Énoncé du problème
Prolongez la critique du spectacle consacré à Ray Charles en reprenant immédiatement après sa dernière phrase.

Extrait du texte
Scènes

Ray Charles en « comédie musicale » à l’Auditorium de Lyon

Musiciens, danseurs, chanteurs… la qualité des individualités qui composent la troupe ne parvient pas à donner de réelle consistance au dessein d’origine : faire toucher du doigt le génie complexe du chanteur disparu il y a trois ans.


Musiciens, danseurs, chanteurs… la qualité des individualités qui composent la troupe ne parvient pas à donner de réelle consistance au dessein d’origine : faire toucher du doigt le génie complexe du chanteur disparu il y a trois ans.

Évoquer Ray Charles le temps d’une comédie musicale ? Belle idée. L’artiste est mort récemment (en 2004) et laisse un vide considérable pour de multiples raisons : sa personnalité, un succès planétaire, des thèmes qui ont marqué leur époque, une musique qui transgresse ô combien les frontières ou les ornières musicales et surtout, surtout, une voix rare, qu’aucun adjectif ne sait à vrai dire cerner précisément.

C’est pourquoi cette comédie musicale arrive escortée d’un a priori d’autant plus réel qu’elle nous vient de Londres, où elle a connu, nous dit-on, un « triomphe ».

En fait, ladite comédie est contenue en deux parties rapides, menées tambour battant en un peu plus de deux heures : un orchestre au fond, dix danseurs/euses au milieu et six chanteurs/euses devant. Plus qu’une comédie musicale, il s’agit d’un show où les ballets s’emboîtent les uns dans les autres, comme autant d’illustrations légendées des grands thèmes de Ray Charles.

Individuellement, rien à redire sur les éléments qui composent ce qui ressemble plus à une tournée qu’à un spectacle original. Les six chanteurs ont du métier, des voix superbes, rompues au gospel comme aux thèmes du grand aveugle, et parviennent à peu près à tirer leur épingle du jeu. Idem pour les danseurs : individuellement ils sont irréprochables, connaissent leurs pas au millimètre et ne se départissent jamais d’un enthousiasme souriant et communicatif. Quant aux musiciens, ils se sortent avec les honneurs du petit marathon qui leur est imposé.

L’ennui vient d’ailleurs : d’un show où les plans se succèdent sans grand renouvellement. Qui n’évoquent que peu la montée en puissance du chanteur, la révélation qu’il constitua à la fin des années 50 pour mille publics d’Europe et des quatre coins des Etats-Unis, et les tourments qui furent son quotidien. Bref, ce qui fut la patiente élaboration du phénomène Ray Charles.

[Données enregistrées]
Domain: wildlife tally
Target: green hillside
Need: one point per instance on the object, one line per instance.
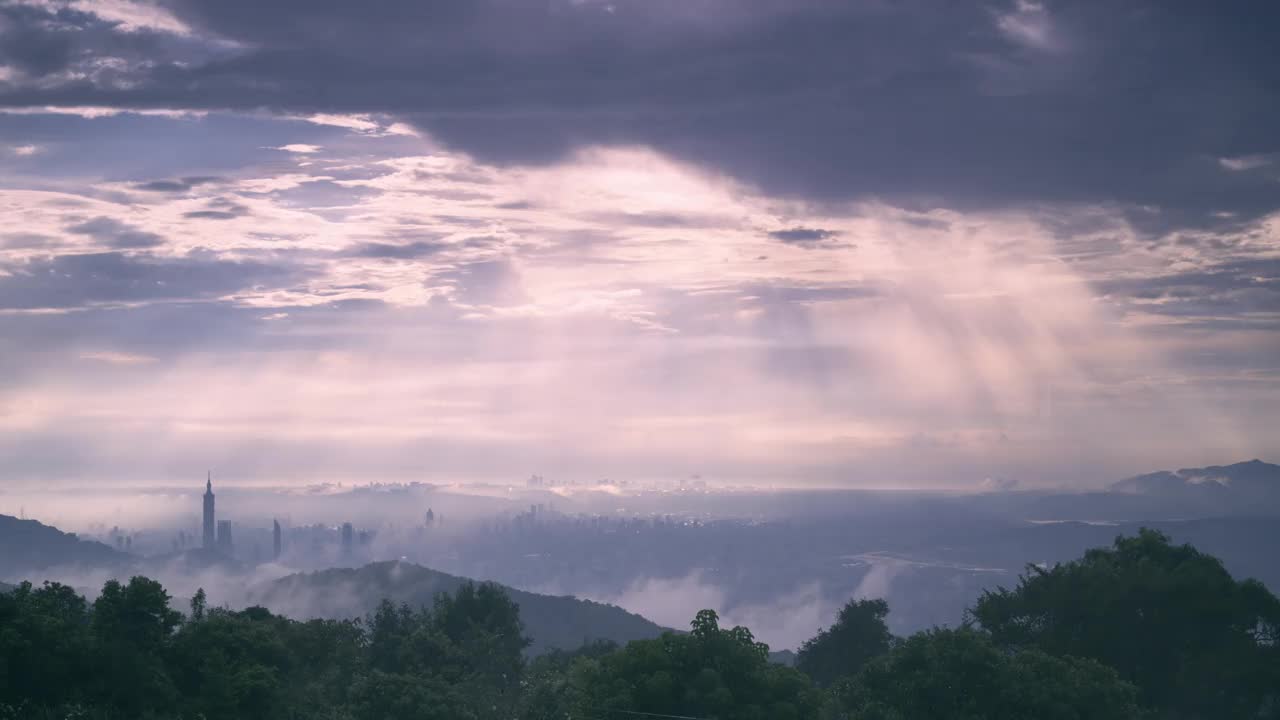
(31, 546)
(552, 621)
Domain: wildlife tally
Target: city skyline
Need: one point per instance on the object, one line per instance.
(886, 246)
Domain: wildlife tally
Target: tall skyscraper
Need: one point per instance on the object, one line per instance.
(224, 536)
(210, 538)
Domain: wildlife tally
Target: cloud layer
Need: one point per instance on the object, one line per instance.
(771, 242)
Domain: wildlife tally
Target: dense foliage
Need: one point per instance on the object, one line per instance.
(1141, 629)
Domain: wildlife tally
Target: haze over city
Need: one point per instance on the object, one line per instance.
(472, 241)
(607, 359)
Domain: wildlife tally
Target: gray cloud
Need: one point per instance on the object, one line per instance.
(117, 235)
(181, 185)
(394, 251)
(76, 281)
(915, 103)
(219, 209)
(803, 236)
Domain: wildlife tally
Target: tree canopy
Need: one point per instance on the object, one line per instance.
(1168, 618)
(1138, 629)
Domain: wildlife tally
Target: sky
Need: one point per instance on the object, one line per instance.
(780, 242)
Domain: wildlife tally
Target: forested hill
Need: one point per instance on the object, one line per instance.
(30, 545)
(551, 621)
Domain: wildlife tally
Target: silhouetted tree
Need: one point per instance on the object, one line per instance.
(963, 675)
(858, 636)
(1169, 618)
(708, 673)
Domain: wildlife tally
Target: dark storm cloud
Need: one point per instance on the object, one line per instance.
(396, 251)
(76, 281)
(803, 236)
(952, 104)
(1229, 291)
(219, 209)
(181, 185)
(115, 235)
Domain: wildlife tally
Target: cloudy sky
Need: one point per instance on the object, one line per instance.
(842, 242)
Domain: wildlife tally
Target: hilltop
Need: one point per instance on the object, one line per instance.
(30, 545)
(551, 621)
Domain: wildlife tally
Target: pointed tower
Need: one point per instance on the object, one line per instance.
(275, 540)
(210, 533)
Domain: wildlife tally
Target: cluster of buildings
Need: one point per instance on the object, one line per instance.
(218, 533)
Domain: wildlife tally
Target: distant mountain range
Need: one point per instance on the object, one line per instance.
(552, 621)
(1249, 487)
(28, 545)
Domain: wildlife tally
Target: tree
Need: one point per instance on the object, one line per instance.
(708, 673)
(1168, 618)
(131, 625)
(858, 636)
(199, 602)
(964, 675)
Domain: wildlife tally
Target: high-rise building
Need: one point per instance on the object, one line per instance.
(210, 538)
(275, 540)
(224, 536)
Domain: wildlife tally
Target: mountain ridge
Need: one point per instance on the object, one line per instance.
(552, 621)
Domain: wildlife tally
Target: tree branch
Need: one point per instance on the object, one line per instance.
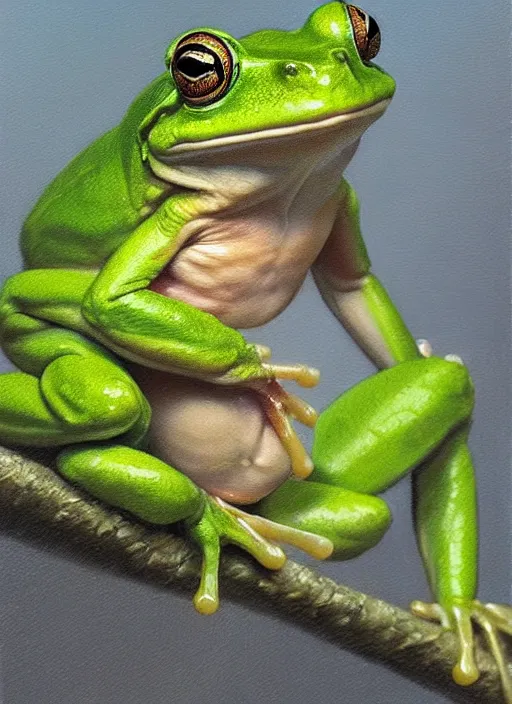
(38, 505)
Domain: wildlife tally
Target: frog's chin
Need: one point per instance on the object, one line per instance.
(363, 116)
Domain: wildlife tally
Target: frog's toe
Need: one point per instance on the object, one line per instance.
(492, 618)
(216, 526)
(424, 347)
(278, 405)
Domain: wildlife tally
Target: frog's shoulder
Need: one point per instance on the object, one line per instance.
(84, 212)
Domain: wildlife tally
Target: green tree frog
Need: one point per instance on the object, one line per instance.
(200, 215)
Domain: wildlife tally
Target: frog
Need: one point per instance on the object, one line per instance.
(199, 216)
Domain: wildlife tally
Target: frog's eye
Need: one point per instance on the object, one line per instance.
(202, 67)
(366, 33)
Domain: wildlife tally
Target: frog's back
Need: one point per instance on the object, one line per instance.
(85, 212)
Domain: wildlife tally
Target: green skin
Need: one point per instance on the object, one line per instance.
(111, 222)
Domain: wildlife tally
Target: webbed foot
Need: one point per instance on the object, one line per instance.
(492, 618)
(221, 523)
(280, 405)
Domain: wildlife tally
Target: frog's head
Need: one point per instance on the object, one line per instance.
(271, 83)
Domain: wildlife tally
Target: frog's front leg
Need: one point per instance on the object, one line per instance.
(415, 414)
(124, 313)
(155, 492)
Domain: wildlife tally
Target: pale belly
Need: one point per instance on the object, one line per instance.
(217, 436)
(245, 271)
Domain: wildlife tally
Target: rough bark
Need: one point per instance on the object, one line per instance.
(36, 504)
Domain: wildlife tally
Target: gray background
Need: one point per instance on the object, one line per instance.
(433, 181)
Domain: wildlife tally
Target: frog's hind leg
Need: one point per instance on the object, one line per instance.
(69, 389)
(415, 415)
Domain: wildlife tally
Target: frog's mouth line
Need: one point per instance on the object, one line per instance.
(274, 132)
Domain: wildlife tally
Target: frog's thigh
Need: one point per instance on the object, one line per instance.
(353, 522)
(132, 480)
(76, 392)
(386, 425)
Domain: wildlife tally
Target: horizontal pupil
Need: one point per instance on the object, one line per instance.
(373, 28)
(194, 68)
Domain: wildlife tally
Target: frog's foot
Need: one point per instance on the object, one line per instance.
(315, 545)
(492, 618)
(279, 405)
(426, 350)
(220, 523)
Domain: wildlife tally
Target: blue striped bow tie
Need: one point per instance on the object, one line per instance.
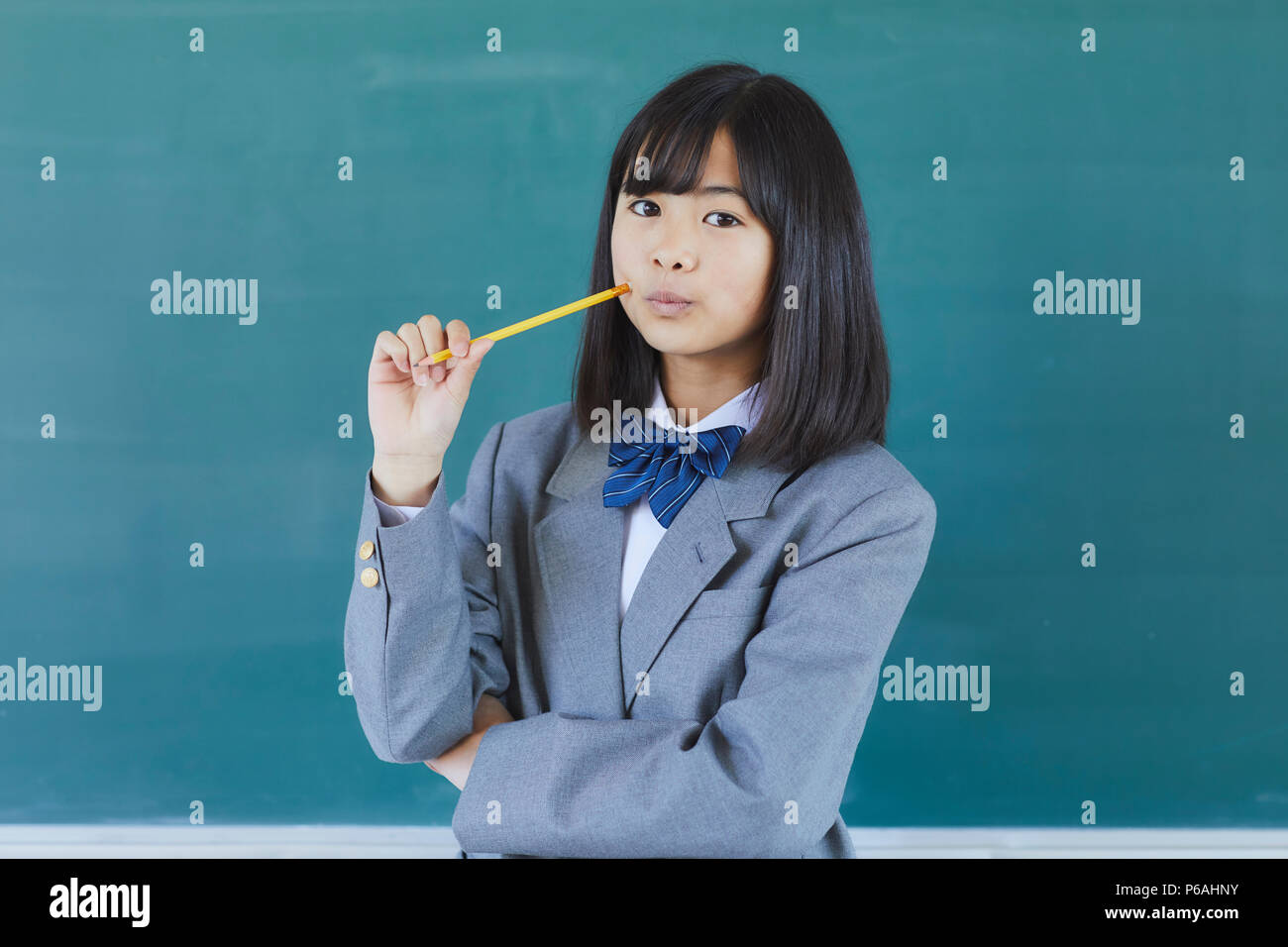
(665, 467)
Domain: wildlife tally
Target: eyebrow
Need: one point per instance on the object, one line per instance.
(711, 189)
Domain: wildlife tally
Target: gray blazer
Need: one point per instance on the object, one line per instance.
(719, 719)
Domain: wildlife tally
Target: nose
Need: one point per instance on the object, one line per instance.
(674, 258)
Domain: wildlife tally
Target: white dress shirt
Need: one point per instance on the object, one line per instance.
(642, 530)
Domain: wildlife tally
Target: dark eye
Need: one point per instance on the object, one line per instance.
(720, 213)
(713, 213)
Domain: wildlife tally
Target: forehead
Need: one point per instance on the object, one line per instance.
(717, 171)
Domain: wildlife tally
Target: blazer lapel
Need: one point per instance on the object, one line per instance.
(580, 551)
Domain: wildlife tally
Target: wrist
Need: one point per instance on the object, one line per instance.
(404, 479)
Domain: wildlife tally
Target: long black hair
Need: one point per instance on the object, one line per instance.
(824, 381)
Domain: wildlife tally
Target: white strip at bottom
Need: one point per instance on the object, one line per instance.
(419, 841)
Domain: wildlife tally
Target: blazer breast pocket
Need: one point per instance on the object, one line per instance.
(702, 665)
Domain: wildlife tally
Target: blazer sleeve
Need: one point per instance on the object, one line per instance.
(764, 777)
(424, 642)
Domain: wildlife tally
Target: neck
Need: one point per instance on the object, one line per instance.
(698, 386)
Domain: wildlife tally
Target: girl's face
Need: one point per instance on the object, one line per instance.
(706, 247)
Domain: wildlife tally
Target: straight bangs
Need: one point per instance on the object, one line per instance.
(824, 379)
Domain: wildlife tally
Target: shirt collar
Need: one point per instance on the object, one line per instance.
(737, 410)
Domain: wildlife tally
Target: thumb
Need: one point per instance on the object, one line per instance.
(460, 379)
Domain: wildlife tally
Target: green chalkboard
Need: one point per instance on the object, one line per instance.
(995, 147)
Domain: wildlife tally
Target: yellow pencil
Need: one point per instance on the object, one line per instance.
(537, 320)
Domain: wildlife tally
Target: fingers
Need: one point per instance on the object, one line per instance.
(434, 341)
(459, 338)
(415, 342)
(412, 337)
(389, 344)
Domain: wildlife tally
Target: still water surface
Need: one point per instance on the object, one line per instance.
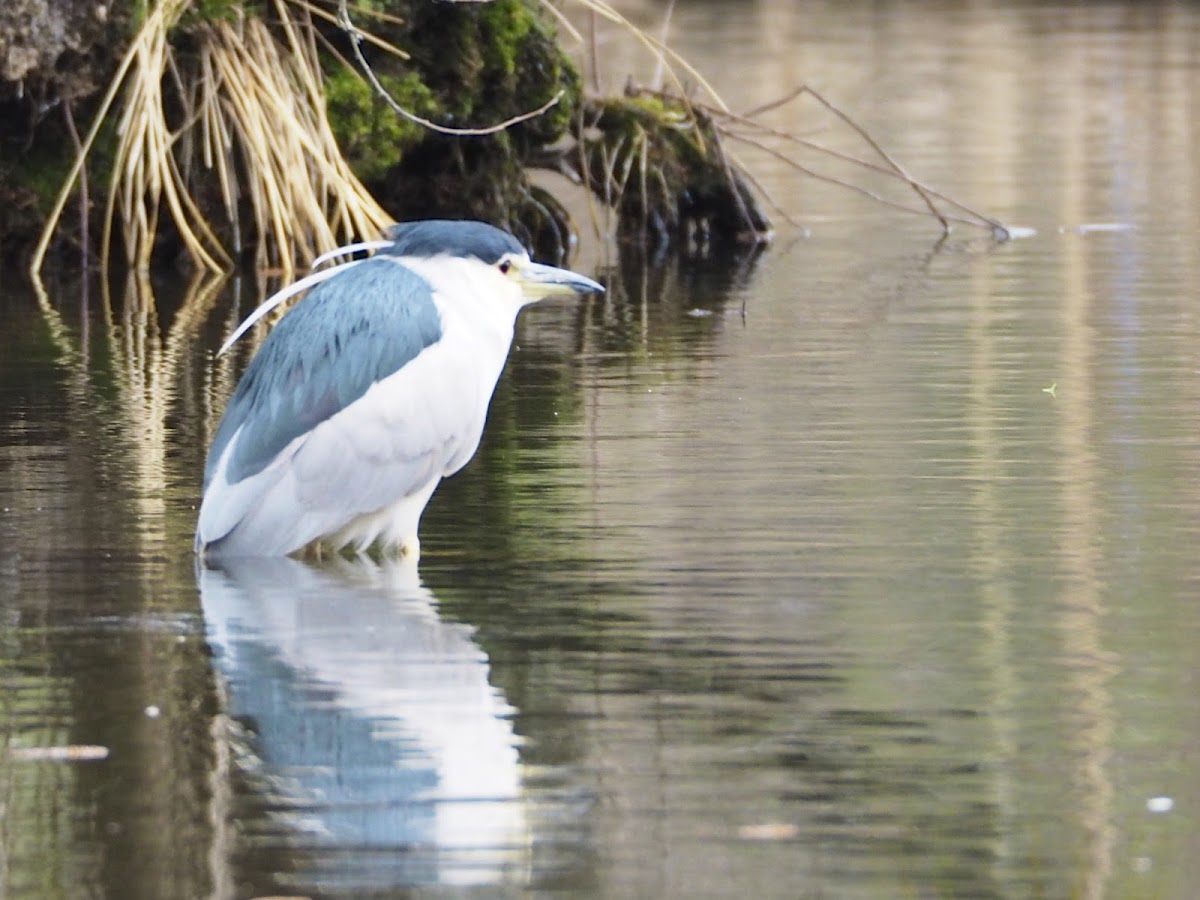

Zone de réponse
On est un peu dans le passe-partout et la portion congrue. Le décor est réduit au minimum : une dizaine de tentures verticales représentant des touches de piano, une estrade où l’orchestre est planté façon kiosque à musique, et un praticable précédé de quelques marches, censé reprendre les dispositions des grandes revues de music-hall. L’orchestre, s’il assure d’un bout à l’autre, est loin de la grande formation qu’on aimerait entendre. Les musiciens sont neuf, à peine, quatre à la rythmique et cinq cuivres, bien servis par une belle sono qui triple ou quadruple leur présence. C’est peu pour évoquer sur scène et non plus en film la vie du chanteur, même si le show est conçu et dirigé par le boulimique et tout terraint Gary Lloyd. Enfin, les danseurs -de sacrés athlètes- ne parviennent pas à s’extraire d’un traitement assez mécanique et forcé qui amène toujours leurs ballets aux limites de l’épreuve de force.

Les grands thèmes se succèdent et c’est ce qui importe : de « I Got a Woman » à « What’I Say » en passant par les « Georgia » et autres « Unchain my Heart ». Quelques excursions (les Beatles etc.), et c’est déjà le rappel, puis la fin sur fond de quelques solos de cuivres.

Le public, néanmoins ravi par le spectacle, reprend les grands refrains, se lève, poli, quand on l’en prie, et en redemande. C’est l’essentiel.